Extract to read:
# Can Firefox v12 run like opera mini ? (low image quality for surfing faster on GPRS)



## kool (May 12, 2012)

I've windows 7 & firefox 12 and Airtel GPRS 30kbps. In my mobile opera mini works at blazing speed because of low quality image setting in opera min. But i want to know that is it possible to set image quality to low to load webpage faster in FIREFOX or CHROME?


----------



## papul1993 (May 12, 2012)

*Re: ►► Can Firefox v12 run like opera mini ? (low image quality for surfing faster on GPRS)*

I don't think something like that is possible. But you can use Opera browser on your computer. It has the turbo mode and can speed things up like opera mini.


----------



## ssk_the_gr8 (May 12, 2012)

*Re: ►► Can Firefox v12 run like opera mini ? (low image quality for surfing faster on GPRS)*

exactly.. use opera turbo feature in opera 11.64 desktop browser


----------



## Sujeet (May 12, 2012)

Stated task A:
Rewrite the paragraph beginning "I've windows 7 & firefox 12" from the forum thread on faster browsing over GPRS as a short list that keeps its main facts.
Stated task B:
In the forum thread on faster browsing over GPRS, which Opera desktop feature do the replies suggest for speeding things up?
Stated task C:
Write the next part of the forum thread on faster browsing over GPRS, continuing after its last line.

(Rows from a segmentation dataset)
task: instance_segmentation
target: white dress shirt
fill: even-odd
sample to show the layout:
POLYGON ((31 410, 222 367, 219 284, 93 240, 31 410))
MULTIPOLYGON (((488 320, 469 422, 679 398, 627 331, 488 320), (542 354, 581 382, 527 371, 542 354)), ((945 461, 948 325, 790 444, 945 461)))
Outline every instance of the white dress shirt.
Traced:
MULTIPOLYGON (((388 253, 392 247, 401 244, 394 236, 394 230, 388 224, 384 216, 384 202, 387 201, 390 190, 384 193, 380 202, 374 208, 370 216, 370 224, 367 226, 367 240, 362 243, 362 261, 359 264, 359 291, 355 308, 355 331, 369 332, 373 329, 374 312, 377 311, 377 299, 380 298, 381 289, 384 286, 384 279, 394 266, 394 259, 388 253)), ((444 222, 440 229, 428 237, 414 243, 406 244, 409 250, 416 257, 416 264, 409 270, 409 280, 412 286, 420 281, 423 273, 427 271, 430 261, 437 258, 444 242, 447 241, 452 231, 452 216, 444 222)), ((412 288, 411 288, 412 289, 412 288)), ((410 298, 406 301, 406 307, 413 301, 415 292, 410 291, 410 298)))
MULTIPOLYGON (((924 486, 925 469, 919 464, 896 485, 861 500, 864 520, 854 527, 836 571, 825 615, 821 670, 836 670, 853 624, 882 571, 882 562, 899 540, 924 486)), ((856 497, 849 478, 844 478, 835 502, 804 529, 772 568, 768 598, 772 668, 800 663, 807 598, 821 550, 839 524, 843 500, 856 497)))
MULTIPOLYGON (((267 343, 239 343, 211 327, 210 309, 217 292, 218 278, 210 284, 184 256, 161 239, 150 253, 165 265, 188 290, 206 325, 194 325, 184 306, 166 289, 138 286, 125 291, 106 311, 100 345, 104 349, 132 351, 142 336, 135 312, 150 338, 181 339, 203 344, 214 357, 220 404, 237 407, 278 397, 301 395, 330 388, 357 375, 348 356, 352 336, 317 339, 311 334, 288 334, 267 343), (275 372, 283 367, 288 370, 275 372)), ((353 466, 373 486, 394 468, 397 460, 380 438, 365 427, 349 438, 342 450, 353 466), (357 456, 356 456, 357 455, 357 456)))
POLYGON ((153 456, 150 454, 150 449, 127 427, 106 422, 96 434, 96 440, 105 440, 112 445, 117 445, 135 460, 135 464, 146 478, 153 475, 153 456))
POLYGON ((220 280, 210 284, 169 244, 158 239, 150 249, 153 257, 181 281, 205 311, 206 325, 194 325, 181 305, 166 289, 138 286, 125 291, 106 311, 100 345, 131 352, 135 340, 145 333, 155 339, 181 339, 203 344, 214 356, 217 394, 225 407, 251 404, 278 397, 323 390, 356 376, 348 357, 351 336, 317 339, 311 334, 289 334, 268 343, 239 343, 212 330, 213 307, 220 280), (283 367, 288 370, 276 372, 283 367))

Exercise output A:
- Setup: Windows 7, Firefox 12, Airtel GPRS at 30 kbps.
- On the poster's mobile, Opera Mini runs very fast because of its low image quality setting.
- Question: can image quality be set to low in Firefox or Chrome so webpages load faster?

Exercise output B:
The turbo mode, mentioned in the version 11.64 desktop browser.

Exercise output C:
*Re: ►► Can Firefox v12 run like opera mini ? (low image quality for surfing faster on GPRS)*

Ashampoo® Internet Accelerator 2 - Overview
Best Free TCP Settings Tweaker

Else *Use Opera with Opera Turbo enabled.*
For rest browsers you may turn off images.


----------



## papul1993 (May 13, 2012)

Apps like those Internet accelerators are useless.


----------



## tkin (May 13, 2012)

*Re: ►► Can Firefox v12 run like opera mini ? (low image quality for surfing faster on GPRS)*

Use opera(for windows)>Enable Turbo>Profit.


----------



## meetdilip (May 13, 2012)

*Re: ►► Can Firefox v12 run like opera mini ? (low image quality for surfing faster on GPRS)*

Opera Turbo will do the work.


----------



## thetechfreak (May 13, 2012)

*Re: ►► Can Firefox v12 run like opera mini ? (low image quality for surfing faster on GPRS)*

Opera with its Turbo mode is enough.


----------



## Zangetsu (May 14, 2012)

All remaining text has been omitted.